(What to do)
Every line from the one that contains "Assessment item 6 — Object localization" to the last line of the listing below should be quoted verbatim. Pictures are excluded.

★ ★ ★ ★ ★

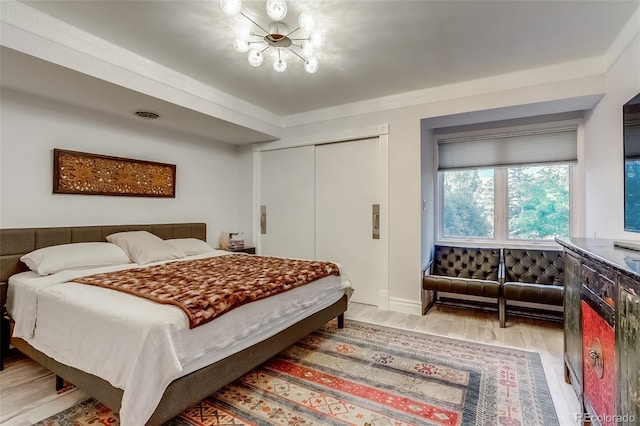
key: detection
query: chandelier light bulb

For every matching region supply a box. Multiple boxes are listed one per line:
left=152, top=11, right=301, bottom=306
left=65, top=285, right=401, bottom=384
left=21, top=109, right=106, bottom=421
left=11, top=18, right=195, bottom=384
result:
left=224, top=0, right=324, bottom=74
left=247, top=49, right=264, bottom=67
left=220, top=0, right=242, bottom=16
left=304, top=58, right=320, bottom=74
left=273, top=58, right=287, bottom=72
left=298, top=12, right=316, bottom=33
left=267, top=0, right=287, bottom=21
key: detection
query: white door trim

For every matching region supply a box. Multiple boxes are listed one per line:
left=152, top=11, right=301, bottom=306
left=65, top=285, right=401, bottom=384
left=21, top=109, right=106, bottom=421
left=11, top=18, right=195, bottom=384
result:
left=253, top=124, right=390, bottom=311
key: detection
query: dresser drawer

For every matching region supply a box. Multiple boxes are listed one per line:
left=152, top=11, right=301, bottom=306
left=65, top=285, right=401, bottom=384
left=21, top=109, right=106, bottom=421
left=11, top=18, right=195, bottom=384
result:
left=582, top=301, right=616, bottom=426
left=581, top=263, right=616, bottom=327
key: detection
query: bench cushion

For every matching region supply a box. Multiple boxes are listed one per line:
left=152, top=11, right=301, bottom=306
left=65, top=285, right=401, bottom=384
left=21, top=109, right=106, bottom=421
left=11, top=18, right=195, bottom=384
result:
left=422, top=275, right=500, bottom=298
left=504, top=249, right=564, bottom=286
left=431, top=246, right=500, bottom=281
left=502, top=282, right=564, bottom=306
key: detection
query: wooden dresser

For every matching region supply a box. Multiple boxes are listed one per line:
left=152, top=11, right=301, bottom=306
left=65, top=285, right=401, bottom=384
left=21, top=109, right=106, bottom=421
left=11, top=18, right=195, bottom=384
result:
left=556, top=238, right=640, bottom=425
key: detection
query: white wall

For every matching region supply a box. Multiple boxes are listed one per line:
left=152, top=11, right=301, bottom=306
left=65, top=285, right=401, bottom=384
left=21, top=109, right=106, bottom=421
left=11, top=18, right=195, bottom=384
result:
left=585, top=33, right=640, bottom=240
left=0, top=89, right=252, bottom=245
left=283, top=56, right=631, bottom=314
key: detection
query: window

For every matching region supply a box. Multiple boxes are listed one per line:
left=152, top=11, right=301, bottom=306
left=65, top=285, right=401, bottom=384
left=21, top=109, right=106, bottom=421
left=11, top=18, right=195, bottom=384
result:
left=507, top=164, right=570, bottom=240
left=442, top=169, right=495, bottom=238
left=437, top=125, right=577, bottom=244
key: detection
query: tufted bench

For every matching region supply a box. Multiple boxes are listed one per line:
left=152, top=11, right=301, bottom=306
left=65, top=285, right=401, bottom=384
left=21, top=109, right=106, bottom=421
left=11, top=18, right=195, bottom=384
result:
left=422, top=245, right=500, bottom=313
left=498, top=249, right=564, bottom=328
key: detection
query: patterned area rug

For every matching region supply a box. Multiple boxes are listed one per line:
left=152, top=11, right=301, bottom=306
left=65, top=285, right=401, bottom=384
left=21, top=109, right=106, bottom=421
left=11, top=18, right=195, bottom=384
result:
left=38, top=321, right=558, bottom=426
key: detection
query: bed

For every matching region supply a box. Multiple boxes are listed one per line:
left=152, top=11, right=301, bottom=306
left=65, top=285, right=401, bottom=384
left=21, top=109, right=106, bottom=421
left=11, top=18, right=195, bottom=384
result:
left=0, top=223, right=349, bottom=426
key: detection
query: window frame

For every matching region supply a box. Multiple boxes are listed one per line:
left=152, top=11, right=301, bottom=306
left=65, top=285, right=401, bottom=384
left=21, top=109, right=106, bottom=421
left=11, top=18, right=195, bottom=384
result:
left=434, top=119, right=584, bottom=249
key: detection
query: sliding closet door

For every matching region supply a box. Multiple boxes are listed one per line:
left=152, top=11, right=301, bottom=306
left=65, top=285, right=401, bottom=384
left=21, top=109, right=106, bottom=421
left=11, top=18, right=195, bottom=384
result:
left=316, top=138, right=383, bottom=306
left=260, top=146, right=316, bottom=259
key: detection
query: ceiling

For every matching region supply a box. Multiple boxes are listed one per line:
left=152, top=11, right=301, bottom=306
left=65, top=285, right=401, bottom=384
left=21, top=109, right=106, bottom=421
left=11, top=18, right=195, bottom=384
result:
left=1, top=0, right=640, bottom=143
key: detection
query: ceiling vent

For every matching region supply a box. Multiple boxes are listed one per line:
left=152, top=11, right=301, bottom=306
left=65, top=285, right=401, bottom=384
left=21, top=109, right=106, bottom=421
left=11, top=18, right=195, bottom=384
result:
left=136, top=111, right=160, bottom=120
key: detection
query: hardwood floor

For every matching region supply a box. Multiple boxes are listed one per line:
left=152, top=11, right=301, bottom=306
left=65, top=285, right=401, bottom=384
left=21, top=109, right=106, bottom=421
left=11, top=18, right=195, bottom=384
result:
left=0, top=303, right=579, bottom=426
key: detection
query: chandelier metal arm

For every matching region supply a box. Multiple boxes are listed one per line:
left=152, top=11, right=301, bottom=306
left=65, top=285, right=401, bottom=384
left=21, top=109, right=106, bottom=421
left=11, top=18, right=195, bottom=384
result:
left=286, top=27, right=300, bottom=38
left=221, top=0, right=323, bottom=74
left=287, top=47, right=307, bottom=62
left=240, top=12, right=269, bottom=35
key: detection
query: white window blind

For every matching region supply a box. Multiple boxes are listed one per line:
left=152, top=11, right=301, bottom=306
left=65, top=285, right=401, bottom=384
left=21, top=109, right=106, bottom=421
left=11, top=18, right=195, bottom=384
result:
left=438, top=129, right=578, bottom=170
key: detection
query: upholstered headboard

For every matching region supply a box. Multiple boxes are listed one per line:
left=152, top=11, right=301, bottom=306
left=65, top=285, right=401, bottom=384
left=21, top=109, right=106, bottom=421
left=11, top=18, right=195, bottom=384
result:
left=0, top=223, right=207, bottom=282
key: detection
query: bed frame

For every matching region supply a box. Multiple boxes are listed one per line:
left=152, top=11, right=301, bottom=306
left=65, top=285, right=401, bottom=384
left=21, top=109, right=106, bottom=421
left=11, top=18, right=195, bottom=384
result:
left=0, top=223, right=347, bottom=425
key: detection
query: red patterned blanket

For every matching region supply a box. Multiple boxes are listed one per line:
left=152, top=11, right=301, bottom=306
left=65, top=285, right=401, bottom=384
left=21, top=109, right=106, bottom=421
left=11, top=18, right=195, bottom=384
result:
left=74, top=254, right=340, bottom=328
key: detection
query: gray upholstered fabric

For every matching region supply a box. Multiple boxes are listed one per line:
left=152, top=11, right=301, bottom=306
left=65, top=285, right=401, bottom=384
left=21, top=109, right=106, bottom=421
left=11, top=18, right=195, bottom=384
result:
left=502, top=282, right=564, bottom=306
left=499, top=249, right=564, bottom=327
left=0, top=223, right=207, bottom=281
left=422, top=245, right=501, bottom=316
left=504, top=249, right=564, bottom=286
left=432, top=246, right=500, bottom=281
left=422, top=275, right=500, bottom=298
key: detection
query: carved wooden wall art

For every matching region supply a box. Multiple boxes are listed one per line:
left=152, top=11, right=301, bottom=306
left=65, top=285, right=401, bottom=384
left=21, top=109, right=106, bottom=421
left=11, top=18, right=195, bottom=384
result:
left=53, top=149, right=176, bottom=198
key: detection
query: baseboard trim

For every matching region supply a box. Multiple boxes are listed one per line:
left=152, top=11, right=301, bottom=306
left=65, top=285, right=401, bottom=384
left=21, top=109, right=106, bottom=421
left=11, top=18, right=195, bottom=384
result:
left=389, top=297, right=422, bottom=315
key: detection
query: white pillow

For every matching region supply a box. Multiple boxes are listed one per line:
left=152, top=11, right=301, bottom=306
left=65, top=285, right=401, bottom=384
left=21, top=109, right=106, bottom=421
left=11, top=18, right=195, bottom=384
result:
left=165, top=238, right=215, bottom=256
left=20, top=242, right=131, bottom=275
left=107, top=231, right=186, bottom=265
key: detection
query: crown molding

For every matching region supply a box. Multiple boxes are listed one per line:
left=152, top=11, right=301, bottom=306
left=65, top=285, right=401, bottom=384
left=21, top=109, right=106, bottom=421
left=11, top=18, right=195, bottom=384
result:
left=252, top=123, right=389, bottom=152
left=0, top=1, right=281, bottom=136
left=282, top=56, right=606, bottom=128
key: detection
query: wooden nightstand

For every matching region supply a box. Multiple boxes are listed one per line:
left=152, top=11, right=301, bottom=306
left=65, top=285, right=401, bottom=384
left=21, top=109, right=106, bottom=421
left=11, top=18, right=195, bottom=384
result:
left=225, top=247, right=256, bottom=254
left=0, top=282, right=9, bottom=371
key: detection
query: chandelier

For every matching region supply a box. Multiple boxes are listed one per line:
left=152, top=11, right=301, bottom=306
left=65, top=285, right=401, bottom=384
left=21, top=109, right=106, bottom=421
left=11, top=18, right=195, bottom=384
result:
left=220, top=0, right=323, bottom=74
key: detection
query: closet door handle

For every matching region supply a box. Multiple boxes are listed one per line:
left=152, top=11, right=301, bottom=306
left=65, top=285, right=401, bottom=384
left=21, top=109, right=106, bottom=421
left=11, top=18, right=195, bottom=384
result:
left=371, top=204, right=380, bottom=240
left=260, top=206, right=267, bottom=234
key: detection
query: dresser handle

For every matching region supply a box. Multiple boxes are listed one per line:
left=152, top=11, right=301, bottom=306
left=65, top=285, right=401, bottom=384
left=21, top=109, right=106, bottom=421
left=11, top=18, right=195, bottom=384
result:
left=588, top=337, right=604, bottom=379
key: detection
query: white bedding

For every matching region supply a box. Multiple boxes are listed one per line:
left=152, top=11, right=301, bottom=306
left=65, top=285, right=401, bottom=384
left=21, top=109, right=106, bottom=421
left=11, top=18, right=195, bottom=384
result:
left=7, top=251, right=350, bottom=426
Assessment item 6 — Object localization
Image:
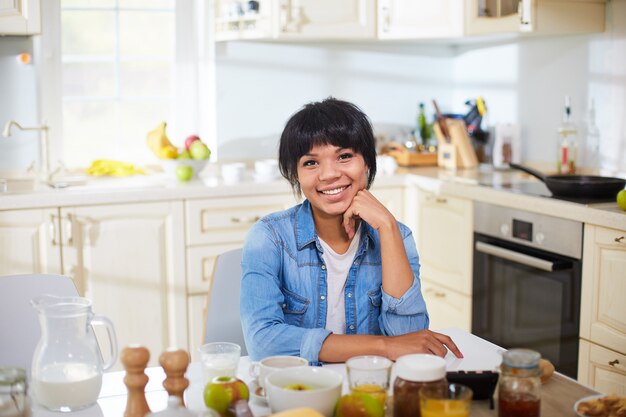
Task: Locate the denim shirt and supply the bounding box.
[240,200,429,364]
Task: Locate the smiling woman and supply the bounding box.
[38,0,213,167]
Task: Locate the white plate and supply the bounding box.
[574,394,606,417]
[248,379,267,405]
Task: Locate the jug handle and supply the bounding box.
[91,315,117,371]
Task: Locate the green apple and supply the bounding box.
[616,190,626,210]
[176,165,193,182]
[204,376,250,416]
[335,392,385,417]
[189,140,211,159]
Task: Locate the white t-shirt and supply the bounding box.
[320,225,361,334]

★ ★ ★ ★ ★

(Final result)
Assessment item 6 — Object localization
Image:
Task: Locate the denim shirt and supply the bounding box.
[240,200,429,364]
Task: Locate the smiling woman and supply the bounding box.
[38,0,213,167]
Task: Locate the white plate and supply the bounding box.
[574,394,606,417]
[248,379,267,405]
Task: Locate the jug handle and supply the bounding box.
[91,315,117,371]
Task: Locate the green apple and supply the bounding box.
[616,190,626,210]
[176,165,193,182]
[204,376,250,416]
[335,392,385,417]
[189,140,211,159]
Task: Locate the white t-shirt and supply the bounding box.
[320,225,361,334]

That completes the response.